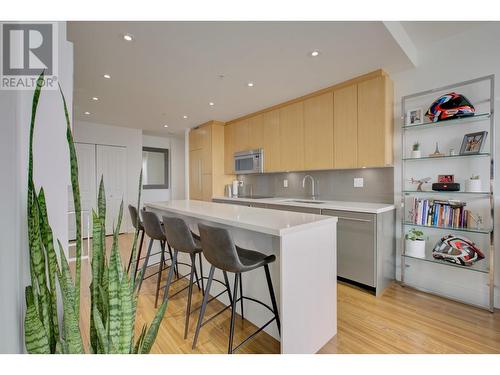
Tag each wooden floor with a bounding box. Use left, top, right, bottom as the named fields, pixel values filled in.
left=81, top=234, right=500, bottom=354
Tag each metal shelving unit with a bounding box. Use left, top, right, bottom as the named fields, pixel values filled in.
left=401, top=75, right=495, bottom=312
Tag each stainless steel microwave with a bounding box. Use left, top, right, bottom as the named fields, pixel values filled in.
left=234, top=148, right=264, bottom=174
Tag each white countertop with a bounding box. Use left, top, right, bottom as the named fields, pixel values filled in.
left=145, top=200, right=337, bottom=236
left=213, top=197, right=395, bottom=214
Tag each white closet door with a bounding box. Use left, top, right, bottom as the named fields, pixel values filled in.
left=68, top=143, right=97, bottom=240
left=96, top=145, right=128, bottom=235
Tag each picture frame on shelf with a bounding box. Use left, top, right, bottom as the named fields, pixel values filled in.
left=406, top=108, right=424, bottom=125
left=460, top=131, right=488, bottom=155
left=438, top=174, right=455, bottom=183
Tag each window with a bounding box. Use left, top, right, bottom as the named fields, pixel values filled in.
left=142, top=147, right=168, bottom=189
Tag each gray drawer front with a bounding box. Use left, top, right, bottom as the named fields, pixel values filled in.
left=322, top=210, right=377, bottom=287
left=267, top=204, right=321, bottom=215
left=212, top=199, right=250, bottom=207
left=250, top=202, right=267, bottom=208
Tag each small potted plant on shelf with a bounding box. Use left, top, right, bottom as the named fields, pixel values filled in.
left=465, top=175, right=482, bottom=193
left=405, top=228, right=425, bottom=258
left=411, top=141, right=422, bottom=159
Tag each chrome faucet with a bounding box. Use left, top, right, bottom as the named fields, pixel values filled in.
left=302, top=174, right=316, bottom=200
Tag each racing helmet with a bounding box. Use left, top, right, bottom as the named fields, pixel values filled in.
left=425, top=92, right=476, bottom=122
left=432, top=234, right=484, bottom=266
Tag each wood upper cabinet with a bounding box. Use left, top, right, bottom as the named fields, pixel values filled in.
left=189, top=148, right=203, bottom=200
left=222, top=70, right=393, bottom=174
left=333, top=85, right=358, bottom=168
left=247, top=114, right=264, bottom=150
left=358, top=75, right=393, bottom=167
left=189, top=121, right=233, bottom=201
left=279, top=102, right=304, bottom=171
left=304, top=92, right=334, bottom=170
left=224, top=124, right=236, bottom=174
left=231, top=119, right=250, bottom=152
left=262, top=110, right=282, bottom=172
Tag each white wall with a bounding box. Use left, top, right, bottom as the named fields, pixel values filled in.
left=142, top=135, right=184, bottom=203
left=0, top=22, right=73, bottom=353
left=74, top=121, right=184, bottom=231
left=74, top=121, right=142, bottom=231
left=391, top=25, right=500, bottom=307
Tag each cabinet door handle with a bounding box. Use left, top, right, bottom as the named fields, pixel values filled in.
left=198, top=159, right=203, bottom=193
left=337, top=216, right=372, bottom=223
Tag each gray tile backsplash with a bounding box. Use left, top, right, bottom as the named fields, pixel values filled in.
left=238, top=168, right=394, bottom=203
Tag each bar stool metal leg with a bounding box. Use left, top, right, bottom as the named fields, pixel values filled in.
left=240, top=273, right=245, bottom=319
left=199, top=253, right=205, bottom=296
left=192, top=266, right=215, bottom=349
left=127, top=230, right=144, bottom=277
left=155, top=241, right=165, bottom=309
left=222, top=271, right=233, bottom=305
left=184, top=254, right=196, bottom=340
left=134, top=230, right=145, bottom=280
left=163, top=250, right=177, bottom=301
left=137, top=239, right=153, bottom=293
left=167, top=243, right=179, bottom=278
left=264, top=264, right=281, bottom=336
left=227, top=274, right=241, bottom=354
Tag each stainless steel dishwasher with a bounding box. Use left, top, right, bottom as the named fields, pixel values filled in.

• _Your goal_
Can you reproduce, character for character, everything in the data above from the line containing "Tag each window" down to the line containing "left=302, top=174, right=316, bottom=200", with both of those lines included?

• _Complete output_
Tag each window with a bounding box. Use left, top, right, bottom as the named fields, pixel values filled in.
left=142, top=147, right=168, bottom=189
Tag each gray drawer front with a bounding box. Use left, top, right, bottom as the named fields, pixel values filled in.
left=322, top=210, right=377, bottom=287
left=267, top=204, right=321, bottom=215
left=212, top=199, right=250, bottom=207
left=250, top=202, right=267, bottom=208
Tag each small potted plant on shelf with a bounding box. Use left, top, right, bottom as the named fields, pixel values filled in.
left=465, top=175, right=482, bottom=193
left=405, top=228, right=425, bottom=258
left=411, top=141, right=422, bottom=159
Tag each chrome faucet with a bounding box. Use left, top, right, bottom as the named fields, pixel values filled in.
left=302, top=174, right=316, bottom=200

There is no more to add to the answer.